Below are several records. Retype exactly those lines running from the one with "Where can the reflection" through the one with "Where can the striped", end lines included, and no others.

┌──

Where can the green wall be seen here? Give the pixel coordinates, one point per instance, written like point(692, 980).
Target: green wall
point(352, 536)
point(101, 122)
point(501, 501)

└──
┌──

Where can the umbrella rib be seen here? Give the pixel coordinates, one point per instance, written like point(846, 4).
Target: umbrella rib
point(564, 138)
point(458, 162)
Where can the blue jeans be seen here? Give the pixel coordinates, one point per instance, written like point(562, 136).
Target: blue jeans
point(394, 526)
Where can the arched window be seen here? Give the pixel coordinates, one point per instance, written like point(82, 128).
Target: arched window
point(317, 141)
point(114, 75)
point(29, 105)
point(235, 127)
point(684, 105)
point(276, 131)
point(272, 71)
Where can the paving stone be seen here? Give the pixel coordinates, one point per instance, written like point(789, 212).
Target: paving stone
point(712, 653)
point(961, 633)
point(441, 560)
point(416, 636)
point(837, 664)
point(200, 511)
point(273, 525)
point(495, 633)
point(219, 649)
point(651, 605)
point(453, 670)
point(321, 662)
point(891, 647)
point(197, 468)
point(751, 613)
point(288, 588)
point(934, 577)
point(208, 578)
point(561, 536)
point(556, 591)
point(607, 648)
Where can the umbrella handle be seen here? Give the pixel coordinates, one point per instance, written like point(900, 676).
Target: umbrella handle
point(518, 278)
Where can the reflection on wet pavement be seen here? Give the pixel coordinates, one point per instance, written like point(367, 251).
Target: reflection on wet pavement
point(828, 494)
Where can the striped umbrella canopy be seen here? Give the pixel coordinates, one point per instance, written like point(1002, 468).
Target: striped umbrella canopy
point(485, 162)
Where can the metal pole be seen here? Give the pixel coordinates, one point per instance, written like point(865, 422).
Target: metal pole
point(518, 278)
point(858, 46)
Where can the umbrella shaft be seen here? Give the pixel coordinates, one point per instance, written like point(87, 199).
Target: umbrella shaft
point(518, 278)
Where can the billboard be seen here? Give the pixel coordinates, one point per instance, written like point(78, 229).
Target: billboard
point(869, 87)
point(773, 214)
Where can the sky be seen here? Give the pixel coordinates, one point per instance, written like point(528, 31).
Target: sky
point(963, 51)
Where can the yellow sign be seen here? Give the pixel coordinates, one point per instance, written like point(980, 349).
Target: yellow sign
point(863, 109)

└──

• [Solution to this problem]:
Where can the reflection on wet pavement be seen here? Give the pixel coordinates, one point per instance, written like point(367, 251).
Target: reflection on wet pavement
point(828, 494)
Where can the striped umbrella canopy be seen here? Give the pixel coordinates, one point per instance, written like point(1002, 468).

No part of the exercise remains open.